Top of RECORDS TO PROCESS
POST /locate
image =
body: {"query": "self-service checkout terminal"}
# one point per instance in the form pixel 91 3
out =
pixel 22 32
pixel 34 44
Bottom of RECORDS TO PROCESS
▶ [YOUR TASK] Every line above is to be transcribed exactly, with nothing missed.

▶ [WRITTEN SOLUTION]
POST /locate
image =
body: {"query": "self-service checkout terminal"}
# one point per instance in the form pixel 91 3
out =
pixel 22 32
pixel 34 44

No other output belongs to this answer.